# START OF RECORD EXTRACTS

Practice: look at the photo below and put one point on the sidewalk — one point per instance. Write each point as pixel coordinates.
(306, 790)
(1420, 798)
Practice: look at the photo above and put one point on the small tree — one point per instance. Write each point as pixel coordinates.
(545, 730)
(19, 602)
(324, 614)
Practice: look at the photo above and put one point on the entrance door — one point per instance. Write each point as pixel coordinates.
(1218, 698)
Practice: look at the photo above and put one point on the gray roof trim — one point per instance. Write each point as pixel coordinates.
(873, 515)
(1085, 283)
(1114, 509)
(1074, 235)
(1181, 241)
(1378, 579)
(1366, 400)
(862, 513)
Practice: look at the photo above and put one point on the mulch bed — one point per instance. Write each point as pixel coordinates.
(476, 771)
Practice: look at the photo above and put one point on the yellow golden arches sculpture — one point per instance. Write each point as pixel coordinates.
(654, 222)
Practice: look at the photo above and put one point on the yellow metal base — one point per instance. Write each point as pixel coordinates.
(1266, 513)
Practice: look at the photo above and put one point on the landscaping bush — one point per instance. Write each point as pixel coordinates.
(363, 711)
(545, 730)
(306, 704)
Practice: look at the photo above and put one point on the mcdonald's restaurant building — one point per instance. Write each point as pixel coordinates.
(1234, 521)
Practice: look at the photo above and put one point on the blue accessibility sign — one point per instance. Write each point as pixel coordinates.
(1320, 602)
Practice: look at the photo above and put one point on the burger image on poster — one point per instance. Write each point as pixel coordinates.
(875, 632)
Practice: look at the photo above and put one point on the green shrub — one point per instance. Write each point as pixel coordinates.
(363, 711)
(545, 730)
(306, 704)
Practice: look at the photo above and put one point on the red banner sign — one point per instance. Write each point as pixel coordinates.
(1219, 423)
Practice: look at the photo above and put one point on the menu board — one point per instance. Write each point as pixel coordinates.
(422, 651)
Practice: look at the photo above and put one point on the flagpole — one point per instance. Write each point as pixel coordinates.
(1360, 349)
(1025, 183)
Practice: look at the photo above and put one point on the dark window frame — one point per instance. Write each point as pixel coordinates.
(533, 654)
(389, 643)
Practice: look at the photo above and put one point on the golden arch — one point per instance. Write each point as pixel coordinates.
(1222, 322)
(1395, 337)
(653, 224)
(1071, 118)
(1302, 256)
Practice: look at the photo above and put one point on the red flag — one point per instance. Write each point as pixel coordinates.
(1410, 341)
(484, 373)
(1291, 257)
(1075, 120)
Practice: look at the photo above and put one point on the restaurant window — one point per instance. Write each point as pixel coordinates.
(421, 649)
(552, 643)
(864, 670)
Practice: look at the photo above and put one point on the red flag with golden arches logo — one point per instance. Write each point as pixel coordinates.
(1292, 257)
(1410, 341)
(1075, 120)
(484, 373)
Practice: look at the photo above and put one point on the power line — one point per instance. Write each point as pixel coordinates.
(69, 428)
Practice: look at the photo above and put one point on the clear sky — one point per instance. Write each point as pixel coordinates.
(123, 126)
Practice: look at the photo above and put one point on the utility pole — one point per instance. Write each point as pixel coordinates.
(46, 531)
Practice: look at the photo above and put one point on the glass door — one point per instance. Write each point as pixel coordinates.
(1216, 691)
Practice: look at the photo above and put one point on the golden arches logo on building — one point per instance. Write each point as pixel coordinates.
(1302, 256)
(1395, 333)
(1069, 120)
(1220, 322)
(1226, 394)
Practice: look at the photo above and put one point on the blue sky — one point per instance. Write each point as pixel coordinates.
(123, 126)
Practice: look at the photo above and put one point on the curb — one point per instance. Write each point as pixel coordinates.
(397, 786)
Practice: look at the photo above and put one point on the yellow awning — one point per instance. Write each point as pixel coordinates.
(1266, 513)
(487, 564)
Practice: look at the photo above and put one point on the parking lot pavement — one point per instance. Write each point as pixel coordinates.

# END OF RECORD EXTRACTS

## THE TASK
Copy the listing above word for word, from the first line to the last.

## ANSWER TO THIS TASK
Practice: look at the photo below and put one point on the sidewalk — one point per instance. Write each point as pixel coordinates.
(306, 790)
(1420, 798)
Practice: look at the photo above and put one point on the small tree — one point per instance. Write each point as pixel coordinates.
(545, 730)
(19, 602)
(324, 614)
Practice: look at the photo above and put one point on the entrance door — one point per instance. Write each point as pixel coordinates.
(1218, 698)
Practice: look at the photo above and put one point on the gray roof trim — one point per instance. Write each point as pixel coordinates.
(873, 515)
(1085, 283)
(1114, 509)
(1074, 235)
(1181, 241)
(1378, 579)
(1366, 400)
(862, 513)
Practice: look at the photo above and put one point on the mulch bed — one point per instance. Write each point as pixel coordinates.
(476, 771)
Practice: look at the photo above and put one point on the yellow golden arches sculpture — one point per instance. Write each point as pixel coordinates.
(654, 222)
Practice: look at the photo above and put one point on the yellow metal base — one point per instance. Write each point as pixel coordinates.
(1266, 513)
Practice: look at the photo above and put one point on the landscaping bush — one point per instance. Write each point as pixel coordinates.
(363, 711)
(545, 730)
(306, 704)
Practice: look at the photo above and put one point on the mcdonald's restaurant building — one point per instance. Write each point as pixel coordinates.
(1234, 521)
Practice: look at the photo above and put one point on the blue accessibility sign — one point per instance. Write each point as pixel coordinates.
(1320, 602)
Practice: look at the photo above and put one point on the burger image on poster — one point per instance. Write each point as pixel coordinates.
(875, 632)
Practice: look at the photo above and put one point on the green shrub — one point per instance. Write each point as pixel coordinates.
(363, 711)
(545, 730)
(306, 704)
Practice: look at the photo above and put one point on the red banner sign — one point per instance. Write each point as pixel coordinates.
(1219, 423)
Practice: look at the photo above and put one point on the menu board — one point per instance. Write each point as pixel coordinates.
(422, 651)
Practice: look at the photo above and put one point on the flagpole — one point per instance. Write each point as pixel coordinates.
(1360, 349)
(1025, 183)
Practice: look at the photo above and put one point on the dark window frame — one point per instance. Write each point as pixel coordinates.
(533, 654)
(389, 643)
Practice: look at the photo above and put one point on the golden arch — one point per instance. Write each point as pixel coordinates.
(1222, 322)
(1395, 337)
(653, 224)
(1071, 118)
(1302, 256)
Practice: look at the photo above and put one point on the red flag — one point per instance. Write each point as pixel coordinates.
(1410, 341)
(484, 373)
(1291, 257)
(1075, 120)
Practice: look at the photo above and put one point on the restaurant window — one point per instance. Write each point as pixel coordinates.
(421, 649)
(552, 643)
(864, 670)
Practice: look at the photo above and put one point on the red flag with golden arches logo — one point per instance. Write each point as pixel coordinates.
(1292, 257)
(1410, 341)
(1075, 120)
(484, 373)
Practice: look at the photo above and put one point on the power line — one point per instance. Write each point as pixel coordinates.
(69, 428)
Practice: look at the photo above and put one point on the clear sky — one point per instance. Write each point as pixel coordinates.
(123, 126)
Practice: look at the photo above and put one point on the utility pole — one point per instance. Write each point as pixel coordinates.
(46, 531)
Practice: look at the photo above and put one point on the glass door — one point per instance. Write each point as pixel coordinates.
(1216, 691)
Practice: look at the photo above and put one point on the golden arches logo on building — one point per instance. Write each point as pixel coordinates.
(1302, 256)
(1395, 333)
(1069, 120)
(1220, 322)
(1226, 394)
Practice: look at the photo above and put one point on the blue sky — one point per instance. Write each point as pixel coordinates.
(123, 126)
Practice: look at the photo above and put one point on the curb — one point per instance. Write each point as pixel coordinates.
(397, 786)
Practice: look at the photo above and put one point on the yellow awning — one point per instance. Write each point as pixel coordinates.
(1266, 513)
(487, 564)
Practice: look at the photo above and put one point on the parking lot pavement — one point per instance. Write each point as pixel coordinates.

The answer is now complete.